Autore: Pietro Fiaccabrino
Editoriale Anno XXIV n. 33 – Dicembre 2022
Sono andato, qualche tempo fa, a trovare un’anziana zia nella sua casa di abitazione, ancora “incontaminata” da interventi innovativi o di ristrutturazione, dove spazi e arredi, odori e colori, riflettono un modello abitativo tipico dei tempi passati, ormai lontanissimo dall’attuale concezione dell’abitare, quest’ultima in stretta correlazione con i ritmi della società contemporanea.
Successione di sale, una aperta sull’altra, senza alcun ambiente di disimpegno, pavimentazione in piastrelle di maiolica policroma, interpiani con altezze considerevoli, alcuni con soffitti voltati, cucina ancora provvista di forno tradizionale a legna; mobilio di fine ’800, camera da letto con litografia della Sacra Famiglia a capezzale, grandi foto incorniciate, di familiari messi in posa, appese alle pareti con l’intonaco ormai in buona parte scrostato e una campana di vetro, contenente un raffinatissimo Bambinello di cera, posta sul tipico “cantarano”. E poi la credenza con stoviglie di primo ‘900 nella sala da pranzo dove un grande tavolo rotondo al centro, polarizza l’attenzione con una ricamatissima tovaglia e centrotavola in porcellana di Boemia. Per non parlare poi del piano scantinato, ancora dotato di mangiatoie, dove arnesi da lavoro, forconi, zappe, falci, grandi vasi per l’olio, una decina di “bummuli” disposti su due file e damigiane in vetro per il vino, rimandano ad un modus vivendi nel quale il rapporto tra casa e lavoro era indissolubile.

Voci del dataset
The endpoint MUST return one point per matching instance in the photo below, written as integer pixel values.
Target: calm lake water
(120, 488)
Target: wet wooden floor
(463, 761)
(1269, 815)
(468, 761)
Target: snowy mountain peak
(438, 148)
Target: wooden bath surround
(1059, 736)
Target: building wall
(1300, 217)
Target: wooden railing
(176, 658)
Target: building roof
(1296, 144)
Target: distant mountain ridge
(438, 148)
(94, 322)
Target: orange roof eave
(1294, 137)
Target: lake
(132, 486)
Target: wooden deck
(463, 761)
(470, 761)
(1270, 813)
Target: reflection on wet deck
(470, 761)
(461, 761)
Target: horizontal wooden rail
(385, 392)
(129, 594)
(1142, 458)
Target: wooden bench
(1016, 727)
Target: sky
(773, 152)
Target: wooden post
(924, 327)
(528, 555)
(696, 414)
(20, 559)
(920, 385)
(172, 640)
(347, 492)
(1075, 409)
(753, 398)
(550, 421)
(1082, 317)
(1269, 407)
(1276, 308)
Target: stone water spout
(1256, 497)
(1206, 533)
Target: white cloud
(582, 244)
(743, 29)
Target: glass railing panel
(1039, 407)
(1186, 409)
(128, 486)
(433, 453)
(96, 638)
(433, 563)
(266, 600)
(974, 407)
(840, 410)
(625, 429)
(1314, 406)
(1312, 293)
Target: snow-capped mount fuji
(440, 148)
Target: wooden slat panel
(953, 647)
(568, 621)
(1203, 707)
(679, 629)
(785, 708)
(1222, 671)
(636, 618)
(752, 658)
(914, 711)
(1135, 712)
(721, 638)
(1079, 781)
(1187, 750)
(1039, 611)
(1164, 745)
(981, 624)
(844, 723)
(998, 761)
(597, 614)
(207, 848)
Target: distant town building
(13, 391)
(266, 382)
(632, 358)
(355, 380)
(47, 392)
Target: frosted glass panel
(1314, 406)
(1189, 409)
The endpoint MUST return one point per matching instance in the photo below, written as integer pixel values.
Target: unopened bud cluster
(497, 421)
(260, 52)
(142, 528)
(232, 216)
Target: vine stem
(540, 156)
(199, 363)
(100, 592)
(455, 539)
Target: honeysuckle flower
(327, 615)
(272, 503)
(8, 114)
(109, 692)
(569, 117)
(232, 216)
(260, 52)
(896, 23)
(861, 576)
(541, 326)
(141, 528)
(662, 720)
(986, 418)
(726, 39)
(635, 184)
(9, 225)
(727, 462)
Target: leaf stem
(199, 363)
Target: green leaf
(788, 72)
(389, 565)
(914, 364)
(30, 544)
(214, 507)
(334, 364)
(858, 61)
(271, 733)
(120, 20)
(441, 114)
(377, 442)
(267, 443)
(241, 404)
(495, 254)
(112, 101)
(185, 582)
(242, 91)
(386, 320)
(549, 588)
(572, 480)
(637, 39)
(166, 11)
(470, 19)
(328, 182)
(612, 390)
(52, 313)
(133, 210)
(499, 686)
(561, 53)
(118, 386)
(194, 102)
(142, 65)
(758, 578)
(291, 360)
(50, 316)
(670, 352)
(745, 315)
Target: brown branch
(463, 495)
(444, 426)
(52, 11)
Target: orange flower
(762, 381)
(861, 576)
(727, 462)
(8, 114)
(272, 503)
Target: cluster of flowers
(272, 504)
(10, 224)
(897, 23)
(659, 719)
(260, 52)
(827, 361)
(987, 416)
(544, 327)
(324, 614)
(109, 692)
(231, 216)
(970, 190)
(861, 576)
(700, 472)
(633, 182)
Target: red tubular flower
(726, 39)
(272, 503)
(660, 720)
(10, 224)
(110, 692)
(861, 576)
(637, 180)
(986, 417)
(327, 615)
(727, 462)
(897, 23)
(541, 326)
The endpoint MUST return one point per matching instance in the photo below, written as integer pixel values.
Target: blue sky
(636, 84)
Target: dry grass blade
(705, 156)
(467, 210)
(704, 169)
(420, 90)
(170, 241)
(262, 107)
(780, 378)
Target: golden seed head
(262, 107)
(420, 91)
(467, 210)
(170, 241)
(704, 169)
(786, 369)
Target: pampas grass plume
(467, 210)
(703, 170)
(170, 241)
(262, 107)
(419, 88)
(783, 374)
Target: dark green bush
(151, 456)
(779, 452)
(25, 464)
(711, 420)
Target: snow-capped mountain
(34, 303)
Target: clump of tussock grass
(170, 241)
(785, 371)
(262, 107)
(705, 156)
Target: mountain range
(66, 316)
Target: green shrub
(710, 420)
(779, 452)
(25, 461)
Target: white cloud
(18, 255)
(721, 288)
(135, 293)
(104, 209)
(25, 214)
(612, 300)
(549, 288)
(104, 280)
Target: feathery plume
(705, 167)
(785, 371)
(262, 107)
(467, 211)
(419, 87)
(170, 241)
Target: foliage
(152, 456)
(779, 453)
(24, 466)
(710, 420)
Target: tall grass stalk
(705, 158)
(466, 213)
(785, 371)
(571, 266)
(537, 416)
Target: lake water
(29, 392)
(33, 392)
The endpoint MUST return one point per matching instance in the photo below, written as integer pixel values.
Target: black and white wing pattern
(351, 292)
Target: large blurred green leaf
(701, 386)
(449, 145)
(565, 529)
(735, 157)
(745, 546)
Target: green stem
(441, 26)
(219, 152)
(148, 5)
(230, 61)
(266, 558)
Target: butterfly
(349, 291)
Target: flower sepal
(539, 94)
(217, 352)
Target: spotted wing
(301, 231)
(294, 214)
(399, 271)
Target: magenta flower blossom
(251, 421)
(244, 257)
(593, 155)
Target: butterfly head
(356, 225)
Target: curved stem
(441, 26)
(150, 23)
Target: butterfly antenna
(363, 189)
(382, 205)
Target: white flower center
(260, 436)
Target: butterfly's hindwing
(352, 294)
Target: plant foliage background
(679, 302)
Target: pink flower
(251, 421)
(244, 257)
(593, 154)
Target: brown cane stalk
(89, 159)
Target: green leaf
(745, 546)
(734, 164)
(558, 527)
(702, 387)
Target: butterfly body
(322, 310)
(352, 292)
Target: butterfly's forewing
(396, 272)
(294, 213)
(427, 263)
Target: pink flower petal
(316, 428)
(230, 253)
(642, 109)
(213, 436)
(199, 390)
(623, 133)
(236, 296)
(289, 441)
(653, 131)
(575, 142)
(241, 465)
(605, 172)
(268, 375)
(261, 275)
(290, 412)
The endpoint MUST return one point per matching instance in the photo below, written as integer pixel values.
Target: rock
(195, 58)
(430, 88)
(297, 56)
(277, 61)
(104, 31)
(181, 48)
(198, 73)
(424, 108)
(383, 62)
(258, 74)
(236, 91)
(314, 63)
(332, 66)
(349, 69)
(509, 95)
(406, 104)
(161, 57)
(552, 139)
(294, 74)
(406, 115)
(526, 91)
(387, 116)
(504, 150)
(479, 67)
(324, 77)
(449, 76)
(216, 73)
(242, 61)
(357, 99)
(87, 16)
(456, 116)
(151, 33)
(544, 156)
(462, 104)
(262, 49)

Istruzioni>
1. Riassumi in due frasi il testo sulla casa dell'anziana zia.
2. Nel testo sulla casa dell'anziana zia, che cosa contiene la campana di vetro posta sul "cantarano"?
3. Procedi con il testo sulla casa dell'anziana zia, proseguendo dopo l'ultima frase riportata.

Risultati>
1. Il testo descrive la visita alla casa di un'anziana zia, rimasta priva di interventi di ristrutturazione e specchio di un modello abitativo dei tempi passati, lontanissimo dall'attuale concezione dell'abitare. Vi si trovano sale in successione senza disimpegni, pavimenti in maiolica policroma, soffitti alti, forno a legna, mobili di fine '800 e uno scantinato con mangiatoie, attrezzi, vasi per l'olio e damigiane per il vino, segni di un modo di vivere in cui casa e lavoro erano inseparabili.

2. Un raffinatissimo Bambinello di cera.

3.
Ricordo ancora che, a Palma di Montechiaro, mia città di origine, fino agli ultimi decenni del secolo scorso resisteva, in alcuni casi per la verità già rarissimi, l’usanza di accogliere il mulo durante la notte, nella stanza in cui di giorno si viveva o anche si mangiava. Una consuetudine che continuò, con alcune varianti, quando a muli, asini e cavalli, un tempo ampiamente impiegati per raggiungere i campi ed i luoghi di lavoro, si sostituirono i veicoli motorizzati. Casi, in cui, sempre durante la notte, l’auto veniva parcheggiata all’interno dell’abitazione prendendo il posto del mulo, mezzo di locomozione, ormai superato. Un modo di vivere la casa – certamente difficilissimo da immaginare per le nuove generazioni – distante anni luce da quello che, globalizzazione, Internet, nuove attività lavorative, mutamenti sociali, caratterizzati da una velocità mai registrata nel passato, impongono alla famiglia di oggi.
Una cultura dell’abitare dei tempi andati la cui memoria resiste solo nei meno giovani e nelle ricostruzioni degli ambienti abitativi di un tempo, allestite in centri studio e musei etno-antropologici. Ad onor del vero, sono sempre più frequenti nei social, pagine e post in cui foto d’epoca ripropongono scorci di vita delle società contadine, con suggestive immagini in bianco e nero riproducenti frequentemente interni di abitazioni. La casa tradizionale intesa, dunque, non soltanto come luogo da fruire solo in alcuni momenti della giornata, negli orari notturni o dei pasti, ma come autentico cuore pulsante del nucleo familiare, dove trovava svolgimento ogni azione connessa alla vita domestica quotidiana. Dalla crescita ed educazione dei figli allo svolgimento di tutte quelle attività direttamente legate ai lavori svolti anche lontano dall’abitazione, sia che si trattasse di agricoltura che di pastorizia o di pesca.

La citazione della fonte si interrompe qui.